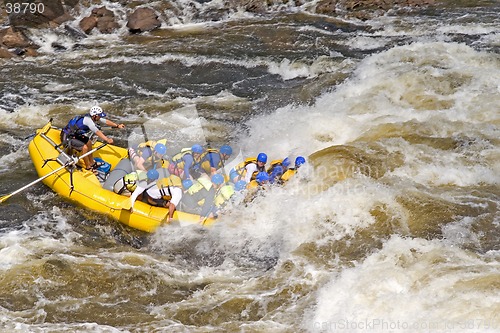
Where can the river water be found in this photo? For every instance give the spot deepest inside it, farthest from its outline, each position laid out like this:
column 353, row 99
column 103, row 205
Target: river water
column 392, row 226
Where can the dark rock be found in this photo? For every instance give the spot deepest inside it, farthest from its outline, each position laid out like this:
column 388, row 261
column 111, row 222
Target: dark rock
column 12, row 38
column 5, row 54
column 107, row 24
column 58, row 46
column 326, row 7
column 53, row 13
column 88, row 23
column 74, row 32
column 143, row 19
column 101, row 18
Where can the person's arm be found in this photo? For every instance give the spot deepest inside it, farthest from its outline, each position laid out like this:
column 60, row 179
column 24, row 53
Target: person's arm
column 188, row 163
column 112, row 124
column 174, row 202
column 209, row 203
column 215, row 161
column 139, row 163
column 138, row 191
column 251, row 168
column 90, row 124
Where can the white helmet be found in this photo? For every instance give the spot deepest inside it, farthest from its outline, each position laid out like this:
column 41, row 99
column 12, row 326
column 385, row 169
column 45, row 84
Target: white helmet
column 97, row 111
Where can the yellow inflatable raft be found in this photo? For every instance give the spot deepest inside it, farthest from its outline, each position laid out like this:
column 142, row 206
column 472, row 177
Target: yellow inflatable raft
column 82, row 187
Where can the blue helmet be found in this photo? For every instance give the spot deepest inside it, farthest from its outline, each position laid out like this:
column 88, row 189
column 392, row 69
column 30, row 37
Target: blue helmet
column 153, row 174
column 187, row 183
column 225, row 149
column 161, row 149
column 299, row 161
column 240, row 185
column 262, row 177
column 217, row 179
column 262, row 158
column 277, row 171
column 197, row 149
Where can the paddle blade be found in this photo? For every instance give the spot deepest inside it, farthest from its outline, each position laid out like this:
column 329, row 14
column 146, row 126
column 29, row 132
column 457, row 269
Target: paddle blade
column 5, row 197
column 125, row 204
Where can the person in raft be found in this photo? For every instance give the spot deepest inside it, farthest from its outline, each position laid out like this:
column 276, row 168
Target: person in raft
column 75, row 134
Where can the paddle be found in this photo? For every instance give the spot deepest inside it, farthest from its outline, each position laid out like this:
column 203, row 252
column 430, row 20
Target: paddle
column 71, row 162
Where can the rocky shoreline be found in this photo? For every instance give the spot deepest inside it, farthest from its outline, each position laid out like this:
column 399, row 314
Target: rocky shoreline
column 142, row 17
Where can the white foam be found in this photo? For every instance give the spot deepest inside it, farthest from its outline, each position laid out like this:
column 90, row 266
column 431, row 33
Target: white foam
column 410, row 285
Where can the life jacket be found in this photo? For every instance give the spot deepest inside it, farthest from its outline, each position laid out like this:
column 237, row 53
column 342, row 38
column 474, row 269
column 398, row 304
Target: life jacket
★ ★ ★
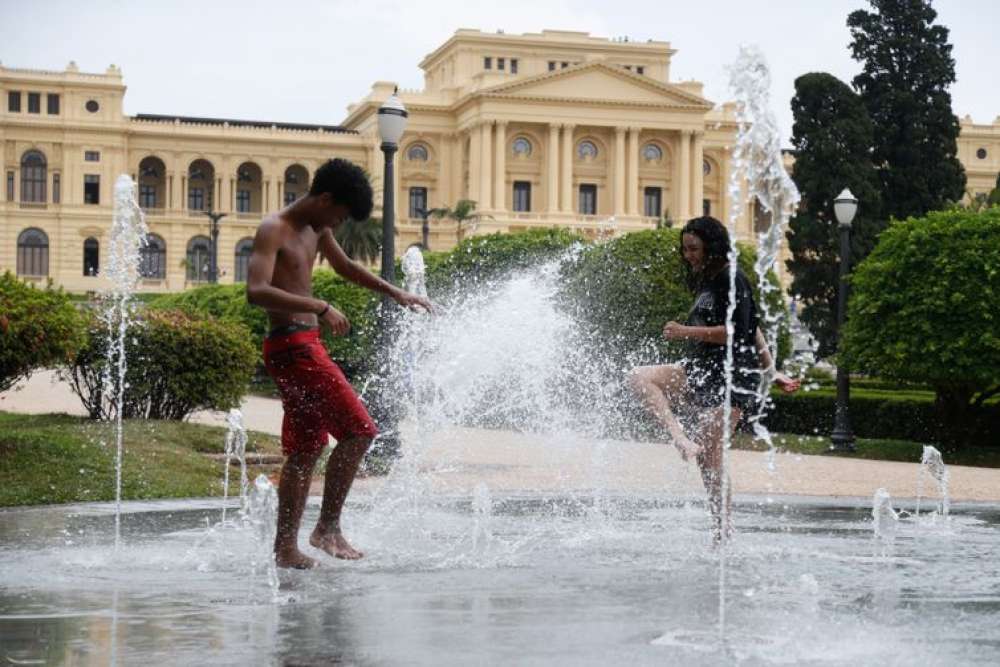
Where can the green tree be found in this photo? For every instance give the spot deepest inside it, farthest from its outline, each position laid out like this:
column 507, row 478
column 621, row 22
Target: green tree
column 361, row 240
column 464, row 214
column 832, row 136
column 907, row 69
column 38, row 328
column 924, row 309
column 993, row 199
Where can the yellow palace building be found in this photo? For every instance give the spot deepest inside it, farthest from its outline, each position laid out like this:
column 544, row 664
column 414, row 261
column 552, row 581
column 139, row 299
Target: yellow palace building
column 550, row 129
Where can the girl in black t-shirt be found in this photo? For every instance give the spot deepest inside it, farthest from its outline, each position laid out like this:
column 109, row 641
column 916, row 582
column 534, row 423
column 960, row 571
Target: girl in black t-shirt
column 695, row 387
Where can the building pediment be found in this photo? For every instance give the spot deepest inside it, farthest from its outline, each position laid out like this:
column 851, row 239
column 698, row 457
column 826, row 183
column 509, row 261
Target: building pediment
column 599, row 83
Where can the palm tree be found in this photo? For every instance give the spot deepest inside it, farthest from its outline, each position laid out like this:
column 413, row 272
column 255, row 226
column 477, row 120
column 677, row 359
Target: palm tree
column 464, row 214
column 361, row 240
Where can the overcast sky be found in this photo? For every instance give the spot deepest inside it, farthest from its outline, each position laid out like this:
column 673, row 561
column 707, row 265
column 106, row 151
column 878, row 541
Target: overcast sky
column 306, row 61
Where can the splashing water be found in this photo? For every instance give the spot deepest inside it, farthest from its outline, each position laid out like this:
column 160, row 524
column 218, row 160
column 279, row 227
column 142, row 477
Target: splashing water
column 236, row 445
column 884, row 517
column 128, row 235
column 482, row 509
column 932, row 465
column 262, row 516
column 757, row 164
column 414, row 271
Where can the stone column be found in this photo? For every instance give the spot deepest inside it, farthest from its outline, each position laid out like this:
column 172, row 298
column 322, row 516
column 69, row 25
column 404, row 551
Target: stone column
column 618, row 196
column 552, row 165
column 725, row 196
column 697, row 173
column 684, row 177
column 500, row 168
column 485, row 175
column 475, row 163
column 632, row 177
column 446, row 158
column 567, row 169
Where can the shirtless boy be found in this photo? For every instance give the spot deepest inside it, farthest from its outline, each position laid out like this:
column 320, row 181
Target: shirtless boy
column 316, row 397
★ ★ ★
→ WHAT IS NEEDED: Which lines in the records above include the word "life"? Copy them out.

→ TASK RESULT:
Where can the life jacket be found in this photo? For every instance give the spot deepest inside it, farthest from its outline, each position laid out like this:
Target: life jacket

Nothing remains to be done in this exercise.